[Stated task]: Every record below should be printed exactly as given.

[Data provided]:
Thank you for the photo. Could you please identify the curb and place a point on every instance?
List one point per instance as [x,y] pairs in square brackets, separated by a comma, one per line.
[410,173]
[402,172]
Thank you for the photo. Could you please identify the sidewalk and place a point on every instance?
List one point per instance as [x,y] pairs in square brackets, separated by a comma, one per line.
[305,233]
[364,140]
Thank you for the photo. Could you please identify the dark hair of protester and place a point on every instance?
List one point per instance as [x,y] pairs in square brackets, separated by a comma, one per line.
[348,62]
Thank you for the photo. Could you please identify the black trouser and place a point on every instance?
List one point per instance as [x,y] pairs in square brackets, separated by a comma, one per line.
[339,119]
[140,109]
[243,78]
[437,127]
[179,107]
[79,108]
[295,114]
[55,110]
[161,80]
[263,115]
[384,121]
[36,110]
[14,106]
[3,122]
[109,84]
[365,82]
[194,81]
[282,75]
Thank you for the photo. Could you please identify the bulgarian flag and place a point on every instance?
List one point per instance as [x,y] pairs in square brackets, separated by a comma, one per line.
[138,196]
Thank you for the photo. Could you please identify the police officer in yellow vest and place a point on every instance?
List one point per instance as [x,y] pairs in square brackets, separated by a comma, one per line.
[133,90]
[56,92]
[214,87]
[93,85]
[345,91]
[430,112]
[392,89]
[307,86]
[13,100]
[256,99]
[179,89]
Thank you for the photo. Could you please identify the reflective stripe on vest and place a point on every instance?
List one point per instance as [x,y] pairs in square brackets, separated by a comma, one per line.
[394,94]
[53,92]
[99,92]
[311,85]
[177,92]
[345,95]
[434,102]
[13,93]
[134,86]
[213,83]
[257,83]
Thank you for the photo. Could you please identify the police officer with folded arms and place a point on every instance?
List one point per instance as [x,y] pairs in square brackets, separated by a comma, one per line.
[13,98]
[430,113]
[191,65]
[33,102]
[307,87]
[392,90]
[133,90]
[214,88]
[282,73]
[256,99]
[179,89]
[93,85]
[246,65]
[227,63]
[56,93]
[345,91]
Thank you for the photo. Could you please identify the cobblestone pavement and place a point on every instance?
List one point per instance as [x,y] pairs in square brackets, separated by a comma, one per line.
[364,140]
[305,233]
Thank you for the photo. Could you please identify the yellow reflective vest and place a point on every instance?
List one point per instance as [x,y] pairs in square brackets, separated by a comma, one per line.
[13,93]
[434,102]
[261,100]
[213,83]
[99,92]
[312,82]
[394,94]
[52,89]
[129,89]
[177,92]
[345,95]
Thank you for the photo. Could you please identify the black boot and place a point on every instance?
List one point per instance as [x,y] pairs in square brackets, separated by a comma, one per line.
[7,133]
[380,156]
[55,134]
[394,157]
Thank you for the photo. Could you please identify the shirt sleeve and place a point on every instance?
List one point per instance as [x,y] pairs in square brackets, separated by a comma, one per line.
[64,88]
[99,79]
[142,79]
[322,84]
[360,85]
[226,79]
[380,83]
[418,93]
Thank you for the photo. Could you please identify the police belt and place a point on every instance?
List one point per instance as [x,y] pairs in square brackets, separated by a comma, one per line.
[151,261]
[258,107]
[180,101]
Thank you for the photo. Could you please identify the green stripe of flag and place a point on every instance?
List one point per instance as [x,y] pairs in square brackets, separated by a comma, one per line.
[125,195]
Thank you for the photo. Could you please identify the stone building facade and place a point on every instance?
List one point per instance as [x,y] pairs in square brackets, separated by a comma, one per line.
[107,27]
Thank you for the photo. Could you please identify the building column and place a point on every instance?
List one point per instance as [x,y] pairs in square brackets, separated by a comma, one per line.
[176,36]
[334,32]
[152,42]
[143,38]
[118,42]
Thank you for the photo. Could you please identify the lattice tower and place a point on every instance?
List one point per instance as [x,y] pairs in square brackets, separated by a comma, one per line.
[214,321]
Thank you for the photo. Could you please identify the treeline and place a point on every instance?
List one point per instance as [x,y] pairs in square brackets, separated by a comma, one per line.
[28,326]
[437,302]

[Written response]:
Thank you for the photo. Could you please identify the curb and place a point on every instance?
List one point per instance as [x,y] pairs in square brackets, separated by a comma, one per line.
[410,173]
[402,172]
Thank you for the photo. Could you please identify the sidewalk and place a point on every instance?
List one point per instance as [x,y] pairs in square brackets, separated by a comma, one per line.
[305,233]
[364,140]
Thank you for the photo. Could you please identify the dark hair of protester and place a point on every instance?
List one point per instance as [x,y] pairs in square brackets, separated by a comma, one per line.
[348,62]
Thank you for the photo. Could you please identify the black trouser and place a point on every instance?
List one point per instance as [x,y] pairs in square brackets, separated by a comma, one per line.
[339,119]
[140,109]
[243,78]
[437,127]
[179,107]
[79,108]
[295,114]
[55,110]
[161,80]
[263,115]
[384,121]
[36,110]
[14,106]
[3,122]
[109,84]
[365,82]
[194,81]
[282,75]
Thank you for the photo. Could you please identify the bulgarian flag and place a point on every instance?
List one point per instance as [x,y] pairs in square brackets, separated by a comma, one per line.
[138,196]
Thank you for the photo. Could you please identify the police officer in yellow vest and place a point on every instance?
List one point per instance as [x,y] pairs in square brackets, separated by a comma, one per line.
[133,90]
[56,92]
[214,87]
[93,85]
[345,91]
[430,112]
[392,89]
[307,86]
[13,100]
[256,99]
[179,89]
Thank you for the photo. Could you please identify the reflective stripe on vest and place a point on every instance?
List one point per instance as [x,y] pairs in square brackets, separated by a comma, one per line.
[394,94]
[53,92]
[99,92]
[311,85]
[177,92]
[345,95]
[434,102]
[13,93]
[134,86]
[213,83]
[257,83]
Thank you for the photo. Could you please identify the police officer with folded arms and place a point on every instance?
List one point per instance as [x,y] pairs in square brackets, separated by a comma, one per line.
[13,98]
[430,113]
[191,65]
[33,102]
[307,87]
[392,90]
[133,90]
[214,88]
[282,73]
[256,99]
[179,89]
[93,85]
[246,65]
[227,63]
[56,93]
[345,91]
Thank you for the photo. Could you please identify the cobblestone pavement and place a point on every instance?
List one point per instance as [x,y] pairs in square brackets, separated by a comma, one per line.
[364,140]
[305,233]
Thank you for the photo. Could you please identify the yellow reflective vest and place a point on every instance?
List one point per instance as [x,y] pairs in square brackets, separated by a comma, one per line.
[13,93]
[434,102]
[261,100]
[213,83]
[99,92]
[312,82]
[394,94]
[52,89]
[129,89]
[177,92]
[345,95]
Thank you for the photo. Could you please identify the black boot and place a point on every instance?
List one point per instance as [x,y] pairs in square brackets, separated by a comma, one per line.
[7,133]
[380,156]
[55,134]
[394,157]
Thank you for the photo. Could you please identify the shirt sleeve and place a point on every instance?
List one point per instance as [x,y] pairs in square brackets, separated by a comma, one per line.
[64,88]
[99,79]
[142,79]
[322,84]
[360,85]
[226,79]
[380,83]
[418,93]
Thank you for the photo. Could you please identify the police belt and place a point on every instance?
List one point per instance as [x,y] pairs in square brackets, separated by a comma, one per line.
[151,261]
[258,107]
[180,101]
Thank you for the photo. Could you please identify the green stripe of flag and place a point on every instance?
List one point per instance as [x,y] pairs in square brackets, separated by a comma, one per line.
[125,195]
Thank you for the photo. Could you please identify the stone building facade and place a point on every instance?
List one point per instance as [x,y] pairs in square brackets, separated by a comma, one per line.
[107,27]
Thank you for the photo. Could you please identify the building column and place a point on every instance?
List one point per instance as [x,y] pairs in square brackets, separated by a comma, one per line.
[176,36]
[334,32]
[152,42]
[143,38]
[118,42]
Thank you for the photo. Could you please identify the lattice tower and place a point on every instance?
List one point per instance as [x,y] pairs in square brackets, separated by a comma, one per line.
[214,321]
Thank you for the photo. Could you please identify the treeline and place a point on every instance?
List one point per instance as [x,y] pairs in square brackets, separated by a comma, one per line.
[28,326]
[437,302]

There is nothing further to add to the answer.